[Extracted data entries]
-- Opening Marker --
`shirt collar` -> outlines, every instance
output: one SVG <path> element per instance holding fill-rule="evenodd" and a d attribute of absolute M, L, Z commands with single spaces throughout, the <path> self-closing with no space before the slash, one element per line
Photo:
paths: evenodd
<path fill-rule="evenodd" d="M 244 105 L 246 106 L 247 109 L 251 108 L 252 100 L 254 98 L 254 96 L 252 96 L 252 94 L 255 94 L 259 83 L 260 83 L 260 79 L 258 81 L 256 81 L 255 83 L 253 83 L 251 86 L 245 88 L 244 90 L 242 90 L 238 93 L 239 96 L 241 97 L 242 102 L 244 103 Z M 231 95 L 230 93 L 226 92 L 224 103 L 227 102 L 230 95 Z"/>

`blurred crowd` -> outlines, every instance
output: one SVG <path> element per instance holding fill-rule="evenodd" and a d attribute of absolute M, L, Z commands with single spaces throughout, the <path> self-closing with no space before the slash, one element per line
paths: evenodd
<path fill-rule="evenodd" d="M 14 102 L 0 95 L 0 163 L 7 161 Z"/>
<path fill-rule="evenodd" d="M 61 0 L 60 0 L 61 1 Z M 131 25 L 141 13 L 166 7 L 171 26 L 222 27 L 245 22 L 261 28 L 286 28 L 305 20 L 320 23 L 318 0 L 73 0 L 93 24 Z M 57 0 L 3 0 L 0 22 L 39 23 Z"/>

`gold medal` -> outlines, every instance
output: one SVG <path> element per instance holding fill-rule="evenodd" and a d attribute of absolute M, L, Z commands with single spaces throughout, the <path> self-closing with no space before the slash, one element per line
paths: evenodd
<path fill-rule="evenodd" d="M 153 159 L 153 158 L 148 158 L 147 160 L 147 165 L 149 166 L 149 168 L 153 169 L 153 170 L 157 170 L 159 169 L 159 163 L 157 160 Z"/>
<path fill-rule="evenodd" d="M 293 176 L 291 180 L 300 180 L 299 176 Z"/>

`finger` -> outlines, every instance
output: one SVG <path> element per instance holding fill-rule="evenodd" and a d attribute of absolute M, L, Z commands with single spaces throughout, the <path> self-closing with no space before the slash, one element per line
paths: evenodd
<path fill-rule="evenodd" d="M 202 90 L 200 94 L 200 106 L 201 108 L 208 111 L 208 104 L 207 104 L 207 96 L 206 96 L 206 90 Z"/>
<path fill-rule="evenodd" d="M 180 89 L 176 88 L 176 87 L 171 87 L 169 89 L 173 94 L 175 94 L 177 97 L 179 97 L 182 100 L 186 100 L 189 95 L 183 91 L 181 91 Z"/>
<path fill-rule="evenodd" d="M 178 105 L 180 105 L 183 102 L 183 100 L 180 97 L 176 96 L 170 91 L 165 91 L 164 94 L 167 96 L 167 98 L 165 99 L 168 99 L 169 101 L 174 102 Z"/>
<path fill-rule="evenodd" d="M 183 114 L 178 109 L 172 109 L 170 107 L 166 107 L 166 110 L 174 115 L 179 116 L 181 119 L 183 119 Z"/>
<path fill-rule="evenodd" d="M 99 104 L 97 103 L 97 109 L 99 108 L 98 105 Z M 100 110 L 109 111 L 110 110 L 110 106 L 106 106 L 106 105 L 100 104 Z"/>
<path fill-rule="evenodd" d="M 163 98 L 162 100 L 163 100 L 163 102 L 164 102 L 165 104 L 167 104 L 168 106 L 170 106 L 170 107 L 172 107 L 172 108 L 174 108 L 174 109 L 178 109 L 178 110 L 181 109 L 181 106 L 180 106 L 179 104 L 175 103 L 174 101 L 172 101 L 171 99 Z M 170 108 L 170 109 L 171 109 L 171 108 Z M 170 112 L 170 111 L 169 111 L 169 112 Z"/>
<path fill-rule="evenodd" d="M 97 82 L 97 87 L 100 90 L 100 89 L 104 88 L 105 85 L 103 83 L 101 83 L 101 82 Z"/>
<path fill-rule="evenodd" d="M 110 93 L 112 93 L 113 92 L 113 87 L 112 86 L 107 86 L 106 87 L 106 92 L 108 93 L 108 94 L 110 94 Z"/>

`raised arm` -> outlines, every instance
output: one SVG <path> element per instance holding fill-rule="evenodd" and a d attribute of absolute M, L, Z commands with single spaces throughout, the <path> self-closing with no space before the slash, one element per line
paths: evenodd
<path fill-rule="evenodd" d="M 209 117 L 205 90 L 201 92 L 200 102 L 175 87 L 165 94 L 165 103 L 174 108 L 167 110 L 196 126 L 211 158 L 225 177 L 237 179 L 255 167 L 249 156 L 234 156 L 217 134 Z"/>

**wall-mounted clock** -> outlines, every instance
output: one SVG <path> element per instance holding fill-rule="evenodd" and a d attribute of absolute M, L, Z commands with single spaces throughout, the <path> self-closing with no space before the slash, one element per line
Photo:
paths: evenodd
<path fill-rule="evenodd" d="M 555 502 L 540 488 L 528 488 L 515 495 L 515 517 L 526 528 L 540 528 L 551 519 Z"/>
-- Closing Marker --
-- Opening Marker --
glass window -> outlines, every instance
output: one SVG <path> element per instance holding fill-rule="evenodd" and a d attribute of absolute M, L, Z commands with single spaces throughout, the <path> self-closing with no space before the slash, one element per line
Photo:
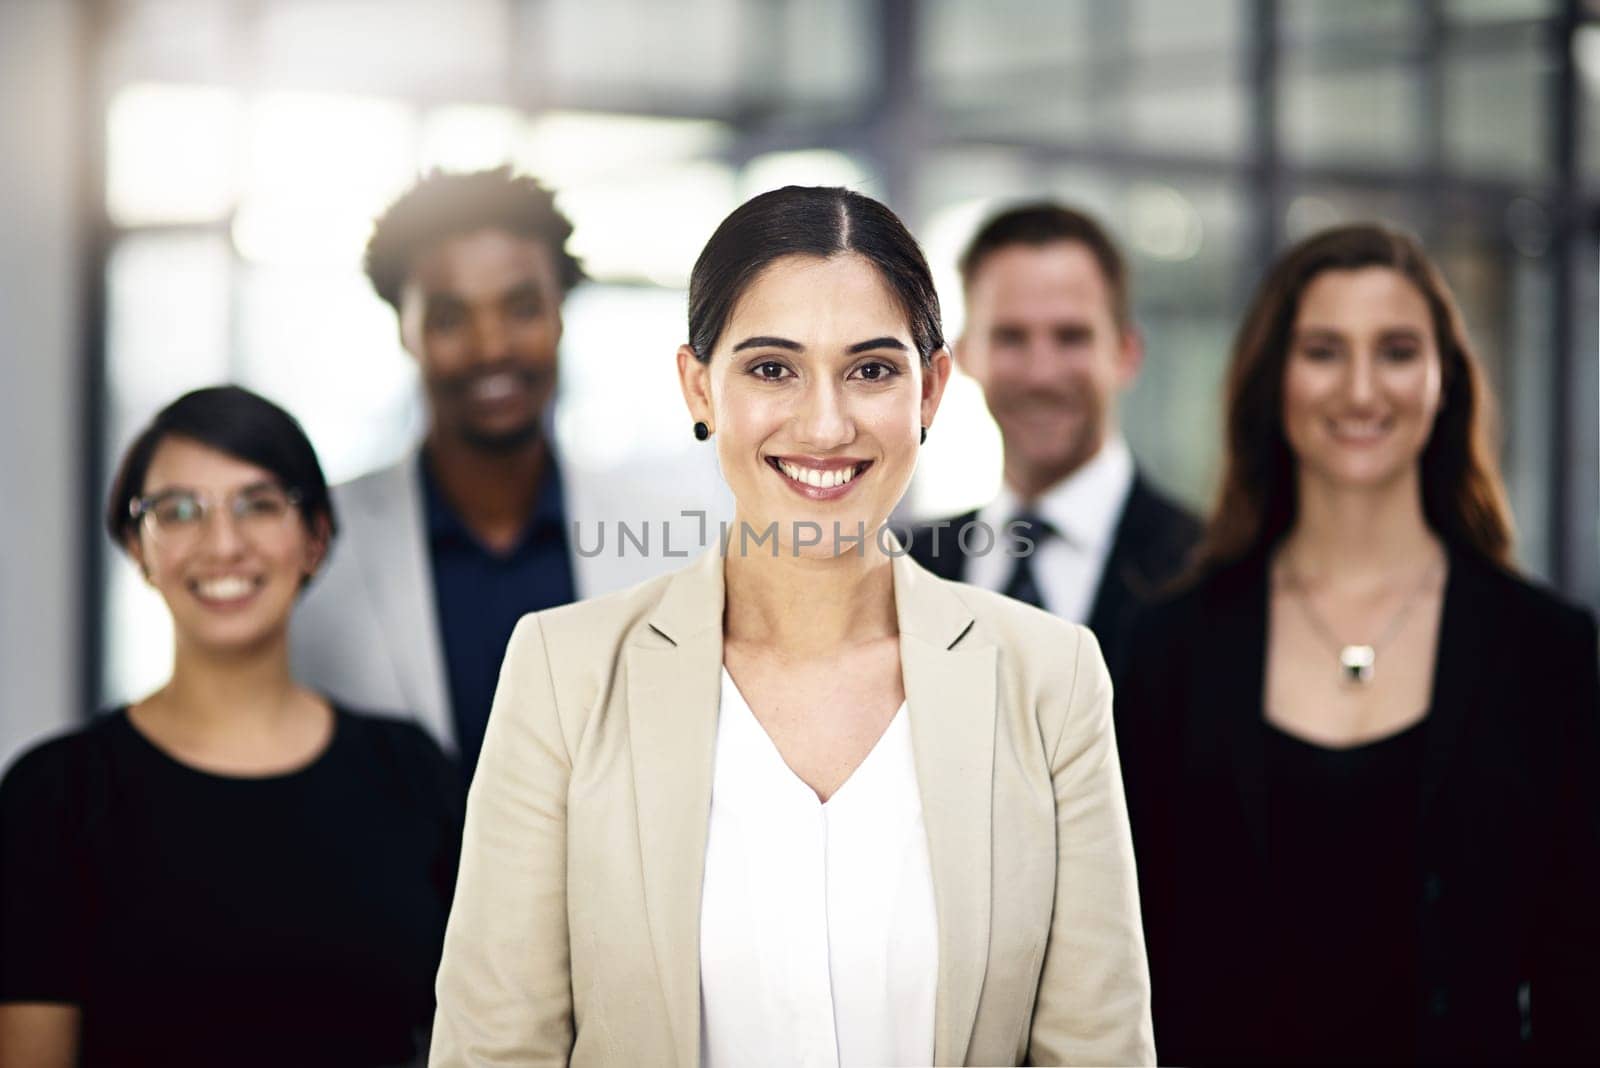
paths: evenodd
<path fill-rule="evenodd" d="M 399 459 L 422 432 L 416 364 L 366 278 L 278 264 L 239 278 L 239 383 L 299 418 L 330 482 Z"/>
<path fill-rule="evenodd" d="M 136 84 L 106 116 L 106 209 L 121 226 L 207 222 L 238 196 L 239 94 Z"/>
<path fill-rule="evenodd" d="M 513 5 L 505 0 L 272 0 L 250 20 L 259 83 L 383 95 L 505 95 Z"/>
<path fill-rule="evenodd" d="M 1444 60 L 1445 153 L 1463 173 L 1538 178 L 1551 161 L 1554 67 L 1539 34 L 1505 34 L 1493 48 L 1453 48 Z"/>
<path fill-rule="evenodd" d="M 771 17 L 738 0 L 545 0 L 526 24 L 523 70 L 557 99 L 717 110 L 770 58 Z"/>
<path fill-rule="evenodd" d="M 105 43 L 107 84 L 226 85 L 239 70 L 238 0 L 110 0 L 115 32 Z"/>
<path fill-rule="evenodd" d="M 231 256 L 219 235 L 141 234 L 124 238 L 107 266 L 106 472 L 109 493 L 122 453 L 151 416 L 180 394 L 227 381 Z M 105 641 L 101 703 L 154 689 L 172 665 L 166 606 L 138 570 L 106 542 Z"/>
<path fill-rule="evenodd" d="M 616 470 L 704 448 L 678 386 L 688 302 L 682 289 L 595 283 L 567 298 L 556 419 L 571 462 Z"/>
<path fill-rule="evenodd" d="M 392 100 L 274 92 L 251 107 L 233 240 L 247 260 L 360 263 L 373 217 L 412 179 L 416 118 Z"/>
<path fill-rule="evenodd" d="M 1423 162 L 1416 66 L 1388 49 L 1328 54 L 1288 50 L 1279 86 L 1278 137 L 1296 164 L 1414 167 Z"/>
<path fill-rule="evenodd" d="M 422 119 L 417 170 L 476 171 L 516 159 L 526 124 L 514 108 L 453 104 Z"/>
-- Closing Marker --
- [WORK INSTRUCTIONS] Look through the entries and find each line that has the string "outlines". Copy those lines.

- [RESPONSE FOR THIS EXERCISE]
`shirt collar` -> outlines, every instance
`blurred crowd` -> outlines, every instance
`gold medal` -> outlines, every instance
`finger` -> outlines, every instance
`raised arm` -> outlines, every instance
**wall-mounted clock** -> outlines, every instance
glass window -> outlines, every instance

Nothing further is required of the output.